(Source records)
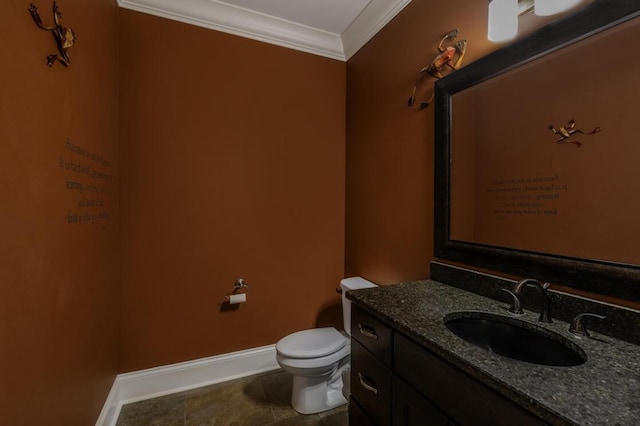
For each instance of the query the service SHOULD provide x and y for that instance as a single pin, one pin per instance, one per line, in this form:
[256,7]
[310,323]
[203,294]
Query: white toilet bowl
[317,371]
[317,359]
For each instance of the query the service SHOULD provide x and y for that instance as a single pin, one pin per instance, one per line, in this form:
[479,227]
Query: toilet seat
[313,343]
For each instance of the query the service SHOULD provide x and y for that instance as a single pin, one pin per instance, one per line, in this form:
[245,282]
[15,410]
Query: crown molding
[242,22]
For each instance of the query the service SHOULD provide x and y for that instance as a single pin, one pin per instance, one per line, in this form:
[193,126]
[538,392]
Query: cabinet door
[370,384]
[409,408]
[459,395]
[357,416]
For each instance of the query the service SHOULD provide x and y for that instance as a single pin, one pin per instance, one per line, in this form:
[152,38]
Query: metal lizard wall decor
[566,132]
[445,60]
[63,36]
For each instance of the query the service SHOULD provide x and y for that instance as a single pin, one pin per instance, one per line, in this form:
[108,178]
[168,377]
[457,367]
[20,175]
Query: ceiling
[335,29]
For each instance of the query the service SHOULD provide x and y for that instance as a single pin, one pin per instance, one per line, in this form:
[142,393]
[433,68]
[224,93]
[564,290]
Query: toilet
[318,358]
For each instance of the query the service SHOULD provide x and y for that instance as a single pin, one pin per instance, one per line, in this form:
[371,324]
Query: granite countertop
[603,390]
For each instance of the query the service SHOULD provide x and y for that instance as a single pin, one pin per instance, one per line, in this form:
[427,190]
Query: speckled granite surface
[603,391]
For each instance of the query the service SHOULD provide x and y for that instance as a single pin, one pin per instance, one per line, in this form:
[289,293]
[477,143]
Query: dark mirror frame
[611,279]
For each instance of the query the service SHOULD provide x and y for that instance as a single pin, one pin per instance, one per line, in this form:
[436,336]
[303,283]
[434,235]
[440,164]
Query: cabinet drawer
[372,333]
[370,384]
[462,397]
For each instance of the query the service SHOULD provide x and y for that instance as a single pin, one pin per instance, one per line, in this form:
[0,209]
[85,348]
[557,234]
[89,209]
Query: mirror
[537,155]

◆ Task brief:
Skip the pictures and print each record exactly as it stands.

◆ Output for this exercise:
For each instance of the query the service SHOULD provide x and y for that instance as a single pin, one pin per instance, one per line, in this form:
[256,7]
[310,323]
[203,294]
Query: white toilet bowl
[317,371]
[317,359]
For each instance of the query the service SHOULD provide x and y for that instance as a single pin, one pin per instance, one per line, in this form:
[479,227]
Query: toilet seat
[313,343]
For each instance of the query the service SHOULD provide x and y for that instance as a single pin, one pin per instance, one per line, in this form:
[245,282]
[15,410]
Query: crown molding
[242,22]
For each instance of the query the service SHOULD provide x and y for that instance as a single pin, one pin per instance, one per line, in this form:
[193,126]
[538,392]
Query: cabinet door
[370,384]
[409,408]
[459,395]
[357,416]
For each instance of the query the service SHOULD provide x and y for that instance as a single pin, one pin per instance, one per line, in this form:
[152,38]
Query: metal lizard wall decor
[566,132]
[445,60]
[63,36]
For each instance of the query the service SHOULD provide x and y for that instance as a single pin, one pin per instance, one per line, in this form:
[108,178]
[168,377]
[457,367]
[20,175]
Query: ceiling
[335,29]
For each instance of the query the service SHOULD provide x and y for that instance as a single pin, one pin per instance, one per line, in this form:
[142,393]
[433,68]
[224,93]
[564,290]
Query: toilet
[318,358]
For each instance of the query the service SHOULD provide x and y for that instance as a single pin, one pin per instance, one per line, in this form:
[371,324]
Query: granite countertop
[603,390]
For each instance of the query the service SHOULD provide x and y for that instance as a single pin, one pin per instance, one per line, in this form:
[427,190]
Query: speckled granite surface
[603,391]
For each instance of the query the service SHOULD provide x and y for that instance as a single pin, one pin per instance, one per line, in this form:
[289,293]
[477,143]
Query: dark mirror frame
[611,279]
For each instance of the query the service SHOULD provide x and y for that instance as a single pin, one pin per instance, one per line, in this form:
[436,336]
[303,283]
[434,235]
[440,164]
Query: cabinet drawer
[372,333]
[370,384]
[462,397]
For each instance of the query the service SHOULD provide x and y for that instance as a single pin, one pin per instance, one per line, in this form:
[0,209]
[85,348]
[557,234]
[89,209]
Query: mirror
[537,155]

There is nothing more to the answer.